RECORDS FOR THE EXERCISE =
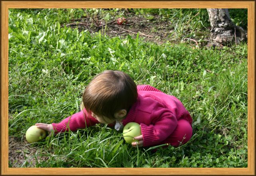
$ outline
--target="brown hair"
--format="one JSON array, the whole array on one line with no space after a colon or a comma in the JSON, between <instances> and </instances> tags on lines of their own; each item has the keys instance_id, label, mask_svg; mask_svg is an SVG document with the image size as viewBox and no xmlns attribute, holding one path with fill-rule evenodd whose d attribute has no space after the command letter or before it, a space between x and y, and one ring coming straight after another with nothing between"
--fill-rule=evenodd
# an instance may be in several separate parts
<instances>
[{"instance_id":1,"label":"brown hair","mask_svg":"<svg viewBox=\"0 0 256 176\"><path fill-rule=\"evenodd\" d=\"M138 97L137 86L127 74L105 70L96 75L83 95L85 108L96 115L116 119L114 114L122 109L127 112Z\"/></svg>"}]
</instances>

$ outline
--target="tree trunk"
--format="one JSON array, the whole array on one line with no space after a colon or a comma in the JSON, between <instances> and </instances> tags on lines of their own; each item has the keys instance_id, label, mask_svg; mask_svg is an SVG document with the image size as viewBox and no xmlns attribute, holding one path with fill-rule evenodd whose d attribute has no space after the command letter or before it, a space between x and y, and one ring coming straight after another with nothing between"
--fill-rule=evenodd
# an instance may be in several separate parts
<instances>
[{"instance_id":1,"label":"tree trunk","mask_svg":"<svg viewBox=\"0 0 256 176\"><path fill-rule=\"evenodd\" d=\"M211 23L211 39L216 44L239 43L246 39L246 34L231 21L228 9L207 9Z\"/></svg>"}]
</instances>

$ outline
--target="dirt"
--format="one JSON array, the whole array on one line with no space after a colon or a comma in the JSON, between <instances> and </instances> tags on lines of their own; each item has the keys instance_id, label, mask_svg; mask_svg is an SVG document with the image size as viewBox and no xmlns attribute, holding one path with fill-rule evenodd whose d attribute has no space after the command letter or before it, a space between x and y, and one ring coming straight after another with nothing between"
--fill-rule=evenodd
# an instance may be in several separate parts
<instances>
[{"instance_id":1,"label":"dirt","mask_svg":"<svg viewBox=\"0 0 256 176\"><path fill-rule=\"evenodd\" d=\"M77 27L80 31L88 30L91 33L95 33L100 30L110 37L119 36L126 37L127 34L136 37L138 33L140 37L143 37L146 41L155 42L161 44L167 41L176 41L174 35L174 28L169 20L161 18L158 15L151 16L147 18L142 15L136 16L127 13L126 24L118 25L117 18L110 20L106 23L100 16L90 16L83 18L72 19L70 23L63 24L72 28Z\"/></svg>"},{"instance_id":2,"label":"dirt","mask_svg":"<svg viewBox=\"0 0 256 176\"><path fill-rule=\"evenodd\" d=\"M26 141L14 137L9 137L8 159L9 167L25 167L25 162L30 163L29 167L35 166L38 162L46 160L47 157L41 155L40 149L32 147Z\"/></svg>"}]
</instances>

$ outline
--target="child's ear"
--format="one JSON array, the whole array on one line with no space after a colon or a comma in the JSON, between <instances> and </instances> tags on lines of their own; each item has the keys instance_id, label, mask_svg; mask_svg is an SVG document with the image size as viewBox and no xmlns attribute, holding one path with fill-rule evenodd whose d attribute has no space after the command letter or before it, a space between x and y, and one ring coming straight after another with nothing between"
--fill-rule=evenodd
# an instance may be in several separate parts
<instances>
[{"instance_id":1,"label":"child's ear","mask_svg":"<svg viewBox=\"0 0 256 176\"><path fill-rule=\"evenodd\" d=\"M127 111L126 111L126 110L124 109L122 109L118 111L117 115L118 118L122 118L126 116L127 113Z\"/></svg>"}]
</instances>

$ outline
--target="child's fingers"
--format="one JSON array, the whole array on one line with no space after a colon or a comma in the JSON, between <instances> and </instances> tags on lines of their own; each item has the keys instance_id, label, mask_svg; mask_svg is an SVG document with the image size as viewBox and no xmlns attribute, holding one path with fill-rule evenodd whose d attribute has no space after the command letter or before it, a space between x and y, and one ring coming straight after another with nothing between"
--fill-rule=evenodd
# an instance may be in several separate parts
<instances>
[{"instance_id":1,"label":"child's fingers","mask_svg":"<svg viewBox=\"0 0 256 176\"><path fill-rule=\"evenodd\" d=\"M142 135L141 135L139 136L137 136L137 137L134 137L134 138L137 141L143 140L143 137L142 136Z\"/></svg>"},{"instance_id":2,"label":"child's fingers","mask_svg":"<svg viewBox=\"0 0 256 176\"><path fill-rule=\"evenodd\" d=\"M44 129L49 132L51 132L51 130L49 129L49 127L47 126L45 126L43 125L36 125L37 128L41 128L41 129Z\"/></svg>"},{"instance_id":3,"label":"child's fingers","mask_svg":"<svg viewBox=\"0 0 256 176\"><path fill-rule=\"evenodd\" d=\"M132 143L132 146L134 147L137 147L137 146L138 147L141 147L143 146L143 141L139 141L134 143Z\"/></svg>"},{"instance_id":4,"label":"child's fingers","mask_svg":"<svg viewBox=\"0 0 256 176\"><path fill-rule=\"evenodd\" d=\"M38 126L38 125L40 125L40 126L47 126L48 125L48 124L47 124L46 123L35 123L35 125L36 126Z\"/></svg>"}]
</instances>

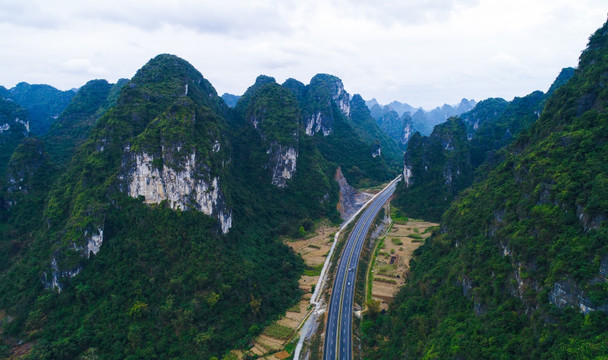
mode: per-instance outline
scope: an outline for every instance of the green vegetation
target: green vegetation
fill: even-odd
[[[105,80],[91,80],[80,88],[44,136],[55,164],[65,166],[72,158],[97,120],[115,105],[124,84],[124,81],[112,85]]]
[[[306,266],[306,269],[304,269],[304,275],[319,276],[321,275],[321,270],[323,270],[323,263],[317,266]]]
[[[605,357],[606,59],[608,24],[538,121],[416,250],[390,316],[364,321],[368,358]]]
[[[50,85],[22,82],[8,90],[6,97],[27,109],[32,134],[41,136],[46,134],[75,94],[72,90],[61,91]]]
[[[396,284],[397,280],[375,277],[374,281],[383,282],[386,284]]]
[[[439,221],[456,195],[471,185],[473,168],[464,123],[451,118],[430,137],[412,136],[405,154],[409,184],[400,182],[394,204],[403,214]]]
[[[28,135],[25,125],[16,119],[28,121],[27,111],[13,101],[0,98],[0,179],[4,178],[11,154]]]
[[[372,287],[373,284],[372,282],[374,281],[374,272],[372,271],[374,269],[374,266],[376,264],[376,258],[378,257],[378,254],[380,253],[380,249],[382,248],[382,246],[384,245],[384,239],[382,238],[378,241],[378,243],[376,244],[376,246],[374,247],[374,251],[372,253],[372,256],[369,260],[369,266],[367,269],[367,278],[366,278],[366,283],[365,283],[365,301],[372,301]]]
[[[275,339],[287,340],[293,335],[293,329],[274,323],[264,329],[264,335]]]
[[[298,276],[318,276],[322,265],[305,269],[279,236],[340,221],[338,166],[355,185],[386,181],[399,167],[394,153],[385,159],[392,140],[365,113],[357,124],[342,113],[339,79],[300,85],[261,76],[230,109],[190,64],[159,55],[128,82],[87,83],[42,141],[15,139],[0,164],[21,179],[20,191],[9,179],[0,192],[12,204],[0,206],[0,311],[14,319],[2,323],[0,354],[20,339],[35,344],[33,359],[222,358],[293,307]],[[317,112],[328,136],[306,135]],[[278,187],[271,165],[287,147],[297,169]],[[231,211],[230,232],[216,208],[193,211],[191,199],[173,210],[127,196],[142,154],[155,169],[194,165],[192,178],[219,179],[210,191],[220,194],[214,206]],[[103,239],[98,252],[94,237]]]
[[[107,84],[89,85],[95,88],[83,90],[90,89],[91,96],[83,91],[65,115],[87,114],[72,118],[76,126],[104,111],[106,102],[96,101],[106,94]],[[96,96],[95,89],[103,92]],[[110,89],[106,99],[111,96]],[[237,175],[241,164],[225,161],[231,151],[225,137],[230,114],[211,85],[179,58],[152,59],[123,88],[116,104],[90,122],[88,139],[59,176],[44,175],[52,165],[35,140],[11,159],[15,165],[9,168],[31,166],[33,182],[27,194],[12,193],[16,206],[0,210],[0,309],[14,318],[4,323],[4,336],[34,342],[32,358],[71,359],[94,351],[103,358],[187,359],[221,357],[231,348],[245,347],[252,326],[276,319],[300,297],[297,278],[303,264],[275,240],[281,223],[318,217],[307,204],[314,209],[331,205],[298,190],[305,204],[285,214],[283,203],[262,195],[273,190],[271,185]],[[63,134],[78,146],[73,132]],[[221,149],[212,151],[216,139]],[[217,221],[201,212],[146,205],[119,191],[129,161],[125,145],[131,152],[162,154],[158,165],[176,169],[185,155],[196,152],[201,169],[208,167],[211,176],[222,179],[226,205],[238,219],[231,232],[219,235]],[[310,178],[294,179],[298,181],[317,184]],[[265,211],[255,211],[260,208]],[[266,222],[265,216],[277,220]],[[89,257],[79,249],[86,248],[87,233],[98,228],[103,229],[103,246]],[[52,259],[64,271],[58,279],[60,293],[45,289],[53,276]],[[69,279],[67,271],[78,275]],[[0,344],[4,351],[4,338]]]
[[[391,219],[395,224],[407,225],[410,219],[403,215],[403,212],[396,206],[391,206]]]

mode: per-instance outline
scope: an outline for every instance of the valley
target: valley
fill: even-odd
[[[0,359],[604,359],[607,59],[430,111],[167,53],[0,86]]]

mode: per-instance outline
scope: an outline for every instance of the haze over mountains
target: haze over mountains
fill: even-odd
[[[330,74],[220,97],[170,54],[0,87],[0,358],[230,358],[302,296],[282,240],[399,174],[395,213],[441,227],[365,358],[602,358],[607,59],[608,23],[546,93],[429,112]]]

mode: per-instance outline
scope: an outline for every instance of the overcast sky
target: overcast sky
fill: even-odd
[[[546,91],[606,21],[603,0],[0,0],[0,85],[59,89],[189,61],[218,93],[259,74],[340,77],[427,109]]]

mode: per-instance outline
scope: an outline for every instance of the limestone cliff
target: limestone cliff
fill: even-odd
[[[167,201],[172,209],[193,209],[214,215],[222,232],[227,233],[232,227],[232,212],[226,208],[219,177],[211,177],[204,165],[197,164],[196,153],[186,156],[185,161],[174,168],[165,161],[166,150],[162,150],[160,158],[155,159],[154,155],[125,149],[125,169],[121,176],[125,192],[134,198],[143,196],[147,204]]]

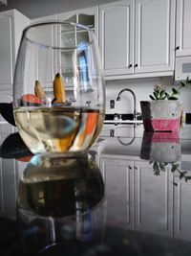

REQUIRED WORK =
Display each line of the listing above that contains the word "valley". Treat uppercase and lowercase letters as different.

ANSWER TO THE TASK =
scope: an outline for every instance of the valley
target: valley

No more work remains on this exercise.